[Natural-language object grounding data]
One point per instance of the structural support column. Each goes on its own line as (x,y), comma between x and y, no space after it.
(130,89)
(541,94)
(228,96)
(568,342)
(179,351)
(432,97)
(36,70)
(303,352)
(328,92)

*Goal of the exercise:* Set down the data once more, exactly as shown above.

*Response to this task:*
One point per instance of the structural support column. Each goes on its own line as (x,y), comma between x and y, no space after it.
(130,89)
(541,94)
(228,96)
(568,342)
(179,351)
(432,97)
(36,70)
(303,352)
(328,92)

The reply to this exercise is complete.